---------- TRECHO DO DOCUMENTO ----------

Em 2003, respondi por escrito a um questionário cujo título era “Gosto literário se discute”. Sou um compulsivo respondedor de questionários e testes. Se, por exemplo, vejo em alguma revista um daqueles testes do tipo “Como está seu coração” ou “Descubra se você será traído por sua mulher?”, saio respondendo na hora. É claro que não resistiria a tal proposta, assim como não resisti a responder um teste sobre TPM numa revista Cláudia da minha mãe…
Não sei quem criou as perguntas a seguir.
Qual o livro que você mais relê?
“A Metamorfose”, de Franz Kafka.
E que livro relido ficou melhor?
“O Idiota”, de Dostoievski.
Dê exemplo de livros injustiçados que, apesar de muito bons, nunca foram devidamente louvados.
São tantos!:
– “Memorial de Aires”, de Machado de Assis;
“- Laços de Família” de Clarice Lispector,
– “Luzia-Homem”, de Domingos Olímpio;
– “Quatro-Olhos”, de Renato Pompeu;
– “Dona Guidinha do Poço”, de Manuel de Oliveira Paiva;
– toda a obra de Sergio Faraco e
– mais uns 100.
Cite um livro decepcionante, que frustrou suas melhores expectativas?
“Alta Fidelidade” de Nick Hornby, o filme sugeria algo melhor. Os últimos livros de Günther Grass e de João Gilberto Noll estão firmes nesta disputa.
E um livro surpreendente, isto é, bom e pelo qual você não dava nada?
“A Flor, a Carne, os Figos (sobre as mulheres)”, de Heloísa Pedroso de Moraes Feltes.
Há cenas marcantes na boa literatura. Cite duas de sua antologia pessoal.
Vou arrasar nessa: a cena em que Ivan Fiodoróvitch Karamazov conta a Parábola do Grande Inquisidor em “Os Irmãos Karamázov”, de Dostoievski; e o diálogo entre Adrian Leverkühn e o diabo (Cap. 25) em “Doutor Fausto” de Thomas Mann. Há o famoso capítulo 8 deste livro, mas penso que este interesse mais a músicos e melômanos.

---------- DADOS FORNECIDOS ----------

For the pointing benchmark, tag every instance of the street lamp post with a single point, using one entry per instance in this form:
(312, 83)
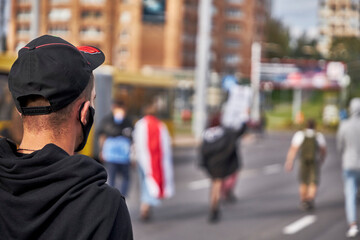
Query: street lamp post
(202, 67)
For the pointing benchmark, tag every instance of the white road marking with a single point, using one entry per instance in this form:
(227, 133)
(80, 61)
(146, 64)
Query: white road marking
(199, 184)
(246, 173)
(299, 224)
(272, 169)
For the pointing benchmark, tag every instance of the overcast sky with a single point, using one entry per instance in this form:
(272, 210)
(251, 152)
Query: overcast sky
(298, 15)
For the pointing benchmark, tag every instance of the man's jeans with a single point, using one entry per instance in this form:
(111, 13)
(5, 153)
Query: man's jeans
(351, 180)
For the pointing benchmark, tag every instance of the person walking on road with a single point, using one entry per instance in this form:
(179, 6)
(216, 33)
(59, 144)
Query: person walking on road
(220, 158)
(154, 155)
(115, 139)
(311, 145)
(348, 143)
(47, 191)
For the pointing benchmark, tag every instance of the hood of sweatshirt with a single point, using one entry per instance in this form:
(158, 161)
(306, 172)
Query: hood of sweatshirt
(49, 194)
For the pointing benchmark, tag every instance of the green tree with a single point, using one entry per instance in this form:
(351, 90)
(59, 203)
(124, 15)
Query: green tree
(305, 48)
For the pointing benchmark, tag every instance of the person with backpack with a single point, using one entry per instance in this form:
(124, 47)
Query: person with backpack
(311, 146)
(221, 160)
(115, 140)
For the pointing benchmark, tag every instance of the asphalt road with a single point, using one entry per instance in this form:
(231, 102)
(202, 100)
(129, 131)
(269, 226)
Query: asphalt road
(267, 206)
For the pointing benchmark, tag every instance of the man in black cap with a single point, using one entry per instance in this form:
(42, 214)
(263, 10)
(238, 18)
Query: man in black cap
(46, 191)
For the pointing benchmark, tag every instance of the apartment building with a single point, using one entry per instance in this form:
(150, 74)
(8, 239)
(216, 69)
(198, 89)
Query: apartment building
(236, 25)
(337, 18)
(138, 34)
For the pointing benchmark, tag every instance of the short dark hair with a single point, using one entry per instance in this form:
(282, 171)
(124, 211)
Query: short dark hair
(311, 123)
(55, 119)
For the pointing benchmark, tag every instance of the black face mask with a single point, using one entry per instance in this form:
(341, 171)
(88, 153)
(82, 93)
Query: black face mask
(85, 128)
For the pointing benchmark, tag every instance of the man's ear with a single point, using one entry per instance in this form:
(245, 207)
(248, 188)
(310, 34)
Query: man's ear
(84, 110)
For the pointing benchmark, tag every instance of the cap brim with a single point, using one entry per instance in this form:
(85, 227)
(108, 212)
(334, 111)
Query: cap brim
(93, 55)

----------
---------- DADOS FORNECIDOS ----------

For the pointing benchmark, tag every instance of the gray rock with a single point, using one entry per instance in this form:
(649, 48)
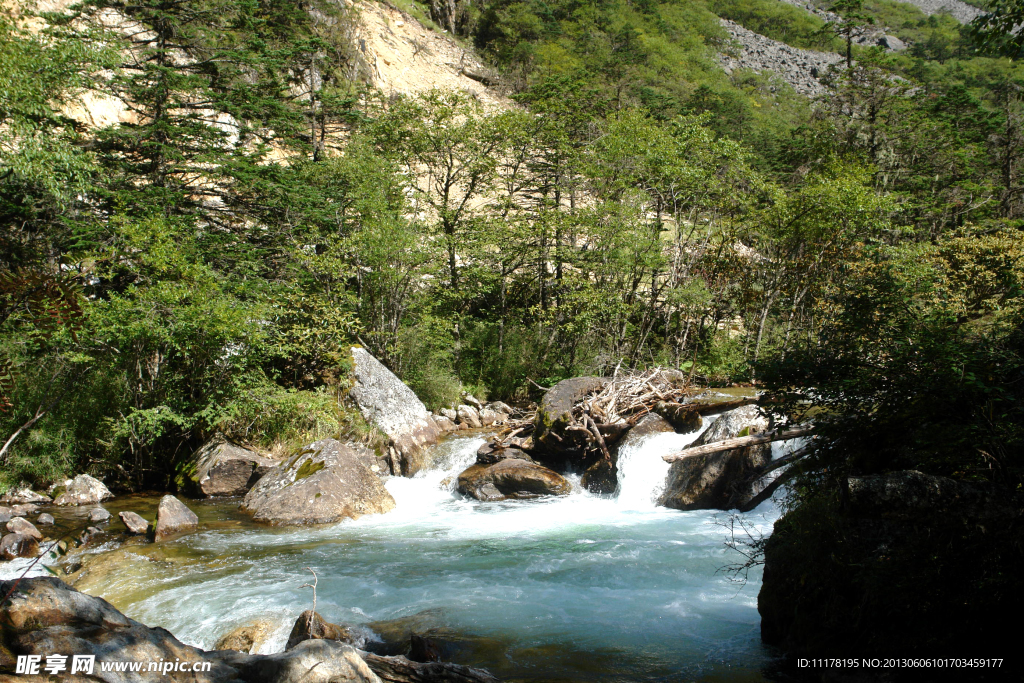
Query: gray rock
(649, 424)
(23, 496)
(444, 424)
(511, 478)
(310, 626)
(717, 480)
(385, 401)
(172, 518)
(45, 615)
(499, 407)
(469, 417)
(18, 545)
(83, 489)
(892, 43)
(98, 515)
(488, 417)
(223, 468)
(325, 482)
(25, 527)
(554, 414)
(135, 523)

----------

TAREFAS DO EXERCÍCIO -
**A)** Responda com base no trecho do documento:
(i) Em que ano o questionário foi respondido por escrito?
(ii) Qual é o livro mais relido?
(iii) Qual livro é apontado como surpreendente?
**B)** Liste, com seus autores, todos os títulos de livros que o trecho do documento cita como injustiçados.

RESPOSTAS ESPERADAS -
**A)**
(i) Em 2003.
(ii) "A Metamorfose", de Franz Kafka.
(iii) "A Flor, a Carne, os Figos (sobre as mulheres)", de Heloísa Pedroso de Moraes Feltes.

**B)**
- "Memorial de Aires", de Machado de Assis
- "Laços de Família", de Clarice Lispector
- "Luzia-Homem", de Domingos Olímpio
- "Quatro-Olhos", de Renato Pompeu
- "Dona Guidinha do Poço", de Manuel de Oliveira Paiva